* START Page text *

There is evidently no room for cold Unitarianism in the Bible, no room for obscuring the redemptive character of Christ's atoning sacrificial vicarious death on the cross of Calvary by unduly stressing that death as a great example for sinful men to follow, as if that exhausted all its meaning.

Alas this is being done on all hands by Modernist preachers. It is acceptable to the fleshly mind, as it appeals to the pride of man's heart, giving him a feeling of self-importance that he can be his own saviour by his own efforts. But Scripture strongly contradicts such a proposition, when it states in language that cannot be mistaken, "Without shedding of BLOOD is no remission" (Heb. 9:22).

The reason of this is very plain. Death is the penalty of sin. "In the day that thou eatest thereof thou shalt surely die" (Gen. 2:17). "The wages of sin is death" (Rom. 6:23). If that is so, ONLY death can meet that penalty. If the sinner is to be forgiven the consequences of his sin, someone must die for him. That someone must be one who is sinless himself, one on whom death has no claim. Who can answer to that test? Only One, and that One is the Lord Jesus Christ. So He could say: "I am the way, the truth, and the life: no man comes to the Father but by Me" (John 14:6).

I heard of a lady who was very annoyed on hearing the simple Gospel story. Salvation through a crucified Saviour was not to the liking of her pride. She said to the preacher that she was not going to demean herself by thinking that spiritual life came through anyone's death for her. He wisely asked her, "How do you support your natural life?"

"Whatever do you mean?" she asked.

"I mean this," said the preacher, "that you support your natural life by feeding on DEATH. Animals have to be sacrificed, blood has to be shed, to provide food for the support of your natural existence." He then went on to explain that we get eternal life, and maintain it by feeding on DEATH. Did not our Lord say: "Except ye eat the flesh of the Son of Man, and drink His blood, ye have no life in you … whoso eats My flesh, and drinks My blood, has eternal life"? (John 6:53-54). Of course the preacher had to be careful to tell the lady that the analogy he had drawn helped so far, that the slaughter of animals for human consumption is not an atoning sacrifice. The animals do not offer themselves. They are made to be taken for the use of man. But our Lord's death was atoning and sacrificial. He offered Himself for our salvation. It is, however, a striking analogy as far as it goes.

To eat the flesh and drink the blood of the Son of Man is a symbolic way of presenting the truth that it is necessary for the sinner to appropriate the death of Christ for his salvation by an act of faith. Eating and drinking are the strongest similes, and set forth real appropriation. I remember setting forth this truth before an audience in Jerusalem. At its close a Professor of the Jerusalem University on Mount Scopus came up to me and thanked me, saying, "I wish to thank you for your satisfactory exposition of Scripture to-night." The incident was deeply interesting to me.

We have culled but a very small tithe of what can be said as to the testimony of Scripture concerning the red line of atonement, but enough to show its vital importance.

* END Page text *
* START Data rows *

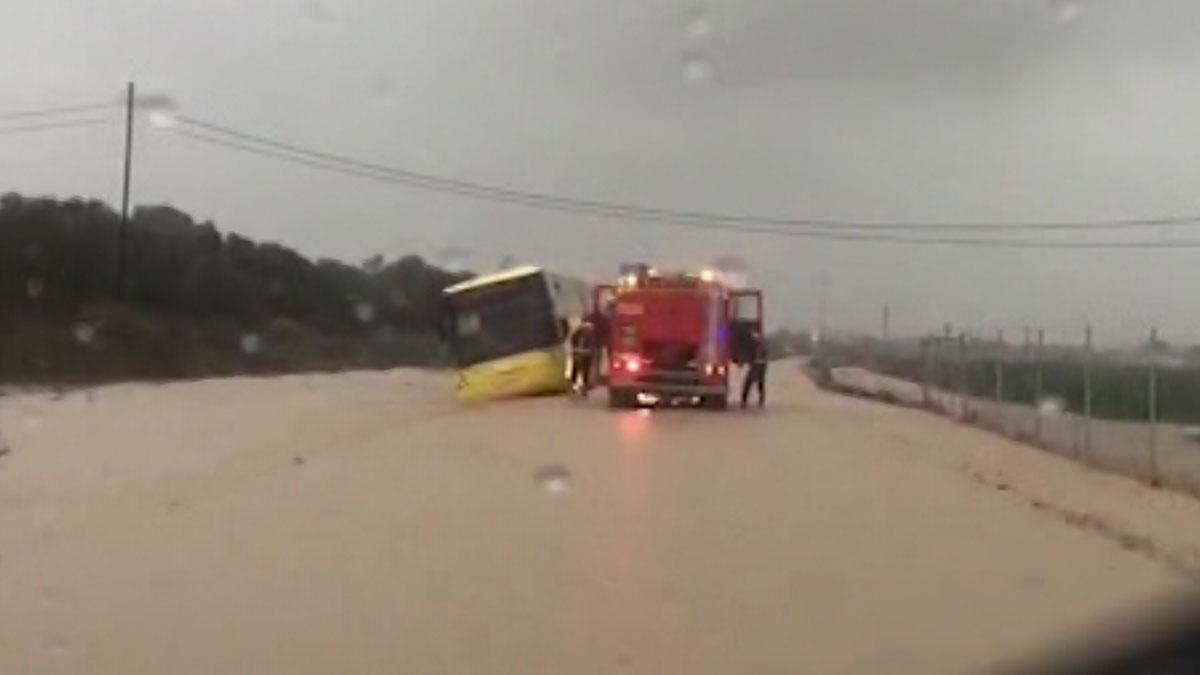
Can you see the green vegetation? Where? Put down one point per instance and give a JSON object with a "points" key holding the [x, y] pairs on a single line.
{"points": [[195, 302]]}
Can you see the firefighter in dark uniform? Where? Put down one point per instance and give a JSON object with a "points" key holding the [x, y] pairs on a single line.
{"points": [[583, 348], [756, 370]]}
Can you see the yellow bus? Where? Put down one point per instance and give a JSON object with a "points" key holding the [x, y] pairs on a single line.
{"points": [[508, 332]]}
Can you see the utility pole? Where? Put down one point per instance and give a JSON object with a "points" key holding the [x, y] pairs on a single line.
{"points": [[825, 305], [125, 193]]}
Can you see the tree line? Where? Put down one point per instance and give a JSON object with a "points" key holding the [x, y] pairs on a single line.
{"points": [[186, 292], [64, 254]]}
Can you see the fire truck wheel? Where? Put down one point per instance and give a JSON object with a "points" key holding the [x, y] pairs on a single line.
{"points": [[621, 399]]}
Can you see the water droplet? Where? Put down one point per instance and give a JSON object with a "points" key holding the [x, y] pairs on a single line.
{"points": [[84, 333], [1066, 11], [364, 311], [383, 87], [699, 25], [251, 342], [555, 479], [316, 10], [696, 67]]}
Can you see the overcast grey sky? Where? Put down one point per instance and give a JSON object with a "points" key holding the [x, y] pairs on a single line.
{"points": [[924, 111]]}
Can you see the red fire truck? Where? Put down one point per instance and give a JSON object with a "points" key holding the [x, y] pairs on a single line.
{"points": [[673, 338]]}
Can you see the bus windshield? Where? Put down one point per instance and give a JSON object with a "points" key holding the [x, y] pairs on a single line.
{"points": [[502, 320]]}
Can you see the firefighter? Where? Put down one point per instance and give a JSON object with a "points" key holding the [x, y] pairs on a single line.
{"points": [[756, 370], [583, 347]]}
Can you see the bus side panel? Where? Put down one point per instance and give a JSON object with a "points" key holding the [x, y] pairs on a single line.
{"points": [[528, 374]]}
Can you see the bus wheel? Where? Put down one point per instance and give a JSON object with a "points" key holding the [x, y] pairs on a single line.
{"points": [[621, 399]]}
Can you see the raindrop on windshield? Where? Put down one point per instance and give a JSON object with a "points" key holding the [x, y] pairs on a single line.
{"points": [[84, 333], [382, 87], [1066, 11], [251, 342], [699, 27], [316, 10], [555, 479], [696, 67]]}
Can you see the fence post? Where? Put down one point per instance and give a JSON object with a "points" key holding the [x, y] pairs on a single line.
{"points": [[964, 412], [1087, 390], [1152, 412], [1037, 386], [925, 368]]}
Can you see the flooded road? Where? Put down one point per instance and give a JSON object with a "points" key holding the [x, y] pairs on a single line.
{"points": [[364, 523]]}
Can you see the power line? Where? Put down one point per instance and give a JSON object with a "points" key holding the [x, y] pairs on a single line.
{"points": [[645, 213], [53, 112], [47, 126], [372, 174]]}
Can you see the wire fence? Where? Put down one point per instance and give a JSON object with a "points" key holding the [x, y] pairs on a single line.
{"points": [[1134, 412]]}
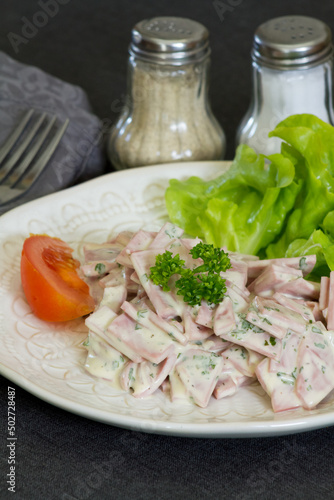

* END Data rows *

Requirement:
Continue the passage on Christ's atoning death from its last sentence.

Response:
It is fitting that the reasons I have given why I believe the Bible should conclude with the final triumph of our Lord, the fulfilment of prophecy to complete the Word of God. We remember how the Apostle Peter described the writings of the prophets of Old Testament times as "testifying beforehand the sufferings of Christ, and the glory that should follow" (1 Peter 1:11). We have seen how the prophecies concerning the sufferings of Christ have all been fulfilled to the very letter. We wait now for the manifestation of the glory that is to follow.

The Apostle Peter was in a strong position in regard to both these wonderful items. He saw the sufferings of his Lord on the cross, all the more accentuated to his mind by his own terrible fall in denying Him with oaths and cursings. Before, however, he was called upon to witness his Lord's sufferings, he had been taken with James and John up to the holy mount, and had seen with his own eyes the glory of the Lord. Transfigured before them, His face shining as the sun, His raiment white as the light, Moses and Elias talking with Him concerning "His decease which He should accomplish at Jerusalem," our Lord thus manifested His glory to these three witnesses.

It was an outburst for the moment of "the glory that should follow." No wonder the Apostle Peter wrote, "We have not followed cunningly devised fables, when we made known unto you the power and coming of our Lord Jesus Christ, but were eye witnesses of His majesty" (2 Peter 1:16).

We rise from our contemplation of all the proofs of the Bible being the veritable Word of God with the absolute conviction that God will triumph in the end, that He is surely evolving His own plan of the ages, that truth must triumph at last.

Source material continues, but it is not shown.